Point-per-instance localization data
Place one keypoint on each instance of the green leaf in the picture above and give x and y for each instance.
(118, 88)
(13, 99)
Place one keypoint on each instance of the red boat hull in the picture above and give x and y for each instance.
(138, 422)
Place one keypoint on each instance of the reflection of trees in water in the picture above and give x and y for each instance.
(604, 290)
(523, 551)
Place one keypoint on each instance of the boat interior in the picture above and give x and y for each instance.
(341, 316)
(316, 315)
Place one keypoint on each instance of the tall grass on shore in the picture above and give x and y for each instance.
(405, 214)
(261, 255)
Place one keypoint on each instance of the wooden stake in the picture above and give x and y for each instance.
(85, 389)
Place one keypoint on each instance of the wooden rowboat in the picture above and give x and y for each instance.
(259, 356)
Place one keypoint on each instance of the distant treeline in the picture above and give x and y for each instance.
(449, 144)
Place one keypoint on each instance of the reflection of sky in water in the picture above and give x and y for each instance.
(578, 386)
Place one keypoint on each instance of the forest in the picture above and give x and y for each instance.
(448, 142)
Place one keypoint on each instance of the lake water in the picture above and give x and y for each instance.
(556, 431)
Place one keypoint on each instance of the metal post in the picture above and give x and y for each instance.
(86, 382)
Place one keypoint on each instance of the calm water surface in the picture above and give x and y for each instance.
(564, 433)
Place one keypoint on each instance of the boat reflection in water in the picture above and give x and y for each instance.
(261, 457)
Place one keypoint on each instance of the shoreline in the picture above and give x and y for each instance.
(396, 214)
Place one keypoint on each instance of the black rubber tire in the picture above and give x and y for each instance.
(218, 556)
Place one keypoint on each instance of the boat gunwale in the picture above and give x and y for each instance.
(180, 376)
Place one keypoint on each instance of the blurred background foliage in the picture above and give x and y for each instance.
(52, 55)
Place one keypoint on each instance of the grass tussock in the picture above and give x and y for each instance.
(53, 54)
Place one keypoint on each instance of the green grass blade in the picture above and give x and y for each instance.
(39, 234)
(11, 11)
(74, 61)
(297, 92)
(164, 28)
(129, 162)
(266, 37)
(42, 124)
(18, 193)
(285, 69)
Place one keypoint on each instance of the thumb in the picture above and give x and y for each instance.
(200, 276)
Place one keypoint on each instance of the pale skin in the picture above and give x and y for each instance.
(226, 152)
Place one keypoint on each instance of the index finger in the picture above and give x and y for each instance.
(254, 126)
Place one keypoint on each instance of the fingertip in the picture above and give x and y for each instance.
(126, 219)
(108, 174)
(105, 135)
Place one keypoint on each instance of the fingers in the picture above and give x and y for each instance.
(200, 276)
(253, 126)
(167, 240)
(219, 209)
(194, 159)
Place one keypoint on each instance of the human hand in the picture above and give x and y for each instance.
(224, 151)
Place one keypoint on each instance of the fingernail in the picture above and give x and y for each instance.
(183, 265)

Task description ▸
Would you please write out all the entries exactly?

Final answer ▸
Place one keypoint on each instance of the green leaf in the picture above and give x and y for each instance.
(118, 88)
(13, 99)
Place one keypoint on each instance of the red boat hull in the picture above and give x and y for each instance.
(138, 422)
Place one keypoint on each instance of the reflection of trees in water in the picture above and give x and y for each instance.
(604, 290)
(523, 551)
Place one keypoint on each instance of the boat interior in the picture above and give x and y for each instance.
(341, 316)
(316, 315)
Place one keypoint on each instance of the tall grass on shore in the picture above and give x and y for each instance.
(405, 214)
(261, 255)
Place one keypoint on each instance of the wooden stake in the picture above and give x and y for each instance.
(85, 389)
Place one keypoint on each instance of the wooden rowboat in the picture above and give x and y for each instance.
(259, 356)
Place one keypoint on each instance of the distant treeline in the picture above and give x and y for each instance.
(449, 144)
Place one keypoint on each instance of the reflection of sky in water in the picture above and give x and y for each instance.
(578, 386)
Place one keypoint on each instance of the forest in the picture above and give x and y for each instance.
(448, 142)
Place one keypoint on each instance of the lake water in the picture above and give x and y for each instance.
(556, 431)
Place one keypoint on each instance of the metal post in the picture above and give x and y for each instance.
(86, 382)
Place one keypoint on each instance of the calm water surface in the picture above and give x and y for each instance.
(564, 433)
Place one keypoint on each instance of the boat reflection in water in the picture above and give x and y for each instance.
(261, 457)
Place one keypoint on each instance of the shoreline in the picture above and give x and y for each instance.
(396, 214)
Place one keypoint on each instance of the black rubber tire in the picture above and give x and y for each instance.
(218, 556)
Place one keypoint on each instance of the boat gunwale in the picture above and give x and y for each instance.
(180, 376)
Place one keypoint on each instance of the blurred background foliage in the picture above and give x and y for each instance.
(52, 55)
Place one keypoint on each instance of the grass tussock in the picture above and give x and y for each instance.
(53, 54)
Place one keypoint on each instance of the green grass blade in the picture above and give x and y for each instance.
(39, 234)
(11, 11)
(74, 61)
(297, 92)
(164, 28)
(129, 162)
(266, 37)
(42, 124)
(18, 193)
(285, 69)
Place one keypoint on each instance of the thumb in the picture above and give x and y for each instance.
(200, 276)
Place one keypoint on each instance of the pale skin in the picture above and give x and y for each instance.
(226, 152)
Place one keypoint on each instance of the index finger in the picture above and give x and y for each instance.
(254, 126)
Place one keypoint on each instance of the fingertip in the picture above and give x and y for each instance.
(126, 219)
(108, 174)
(105, 135)
Place one keypoint on each instance of the fingers in the picture above and give x and y for each instance.
(200, 276)
(253, 126)
(167, 240)
(219, 209)
(194, 159)
Place one keypoint on each instance of the human hand in the picture above and give x and y for each instance.
(224, 151)
Place one keypoint on each instance of the fingernail in the picture above and give x and y for each instance.
(183, 265)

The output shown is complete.